*ДНЕВНИКОВАЯ ЗАПИСЬ*
Записная книжка № 63
[Тбилиси, Цинцкаро: 23 мая – 2 июня 1968 г.]
23 мая 1968 г.
23/V. Скамейки с налипшими по краске клочками газет. Прощайте, здравствуйте…
…И вдруг – ушло, а ведь, кажется, кругом все то же. Что случилось? – И как вернуть, вернуться? Где предпринять поиски – на вокзале, в Ботаническом саду, на базарах?
Вчерашнее беспокойство: снимут трамвай перед домом, пустят троллейбус, а за троллейбусом хлынут – автомашины.
Есть у Бунина про облака…
Конечно, не мог запомнить Бунин то облако, а впрочем, кто знает, но для меня – тут проецируется то состояние как наваждение, когда Бунин еще выдумывал – такое реальное… Вот торжество-то…
Царственные курдианки – подметальщицы сада. Шествуют, и почему-то мне мерещатся какие-то шишаки, какие бывают на щите или еще на чем-то – что-то покрывающие. А раз уже щит, то и мелкая кольчуга – над браво отвислыми усами того курда-дворника.

*ИСХОДНЫЕ ДАННЫЕ*
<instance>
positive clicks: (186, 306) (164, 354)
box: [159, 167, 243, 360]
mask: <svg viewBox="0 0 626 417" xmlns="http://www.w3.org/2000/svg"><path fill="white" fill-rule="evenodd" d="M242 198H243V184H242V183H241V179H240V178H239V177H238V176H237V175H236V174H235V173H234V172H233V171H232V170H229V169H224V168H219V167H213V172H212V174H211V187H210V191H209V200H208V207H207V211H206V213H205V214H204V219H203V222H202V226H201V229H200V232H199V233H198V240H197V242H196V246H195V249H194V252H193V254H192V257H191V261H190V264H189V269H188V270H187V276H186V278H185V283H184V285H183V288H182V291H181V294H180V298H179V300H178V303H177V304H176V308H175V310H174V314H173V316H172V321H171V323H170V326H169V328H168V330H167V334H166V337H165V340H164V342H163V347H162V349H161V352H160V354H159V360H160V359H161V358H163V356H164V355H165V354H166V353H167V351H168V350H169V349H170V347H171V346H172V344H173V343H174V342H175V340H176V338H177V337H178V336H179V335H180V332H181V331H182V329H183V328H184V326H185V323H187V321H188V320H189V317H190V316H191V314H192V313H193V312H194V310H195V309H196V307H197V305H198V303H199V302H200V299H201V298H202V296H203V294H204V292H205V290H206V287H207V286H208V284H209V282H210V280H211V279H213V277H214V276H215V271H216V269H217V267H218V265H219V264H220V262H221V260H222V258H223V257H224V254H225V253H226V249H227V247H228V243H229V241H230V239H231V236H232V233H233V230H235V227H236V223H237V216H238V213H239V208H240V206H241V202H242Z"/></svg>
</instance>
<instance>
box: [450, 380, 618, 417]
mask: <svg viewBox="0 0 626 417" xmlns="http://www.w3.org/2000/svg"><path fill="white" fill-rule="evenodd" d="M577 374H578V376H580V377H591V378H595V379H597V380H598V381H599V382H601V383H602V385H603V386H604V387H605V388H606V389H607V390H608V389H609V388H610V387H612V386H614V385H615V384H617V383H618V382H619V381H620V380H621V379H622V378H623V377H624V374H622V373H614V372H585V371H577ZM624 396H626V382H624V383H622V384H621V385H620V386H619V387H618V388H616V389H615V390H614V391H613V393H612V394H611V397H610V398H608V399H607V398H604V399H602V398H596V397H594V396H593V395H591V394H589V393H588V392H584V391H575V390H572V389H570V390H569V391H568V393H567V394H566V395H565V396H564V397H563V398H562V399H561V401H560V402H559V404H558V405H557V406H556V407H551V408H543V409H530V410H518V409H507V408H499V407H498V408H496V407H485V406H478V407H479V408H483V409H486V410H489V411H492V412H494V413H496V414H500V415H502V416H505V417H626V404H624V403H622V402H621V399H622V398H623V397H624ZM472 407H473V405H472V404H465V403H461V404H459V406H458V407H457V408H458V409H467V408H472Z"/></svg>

*ВАШИ ЗАДАНИЯ*
(A) Кто, согласно дневниковой записи, подметает сад?
(B) Перечислите все места, где, по дневниковой записи, можно предпринять поиски.
(C) Дословно перепишите из дневниковой записи всё, начиная со слов "23/V. Скамейки с" и заканчивая словами "саду, на базарах?".

*РЕЗУЛЬТАТЫ ВЫПОЛНЕНИЯ*
(A) Царственные курдианки.

(B) Вокзал, Ботанический сад, базары.

(C)
23/V. Скамейки с налипшими по краске клочками газет. Прощайте, здравствуйте…
…И вдруг – ушло, а ведь, кажется, кругом все то же. Что случилось? – И как вернуть, вернуться? Где предпринять поиски – на вокзале, в Ботаническом саду, на базарах?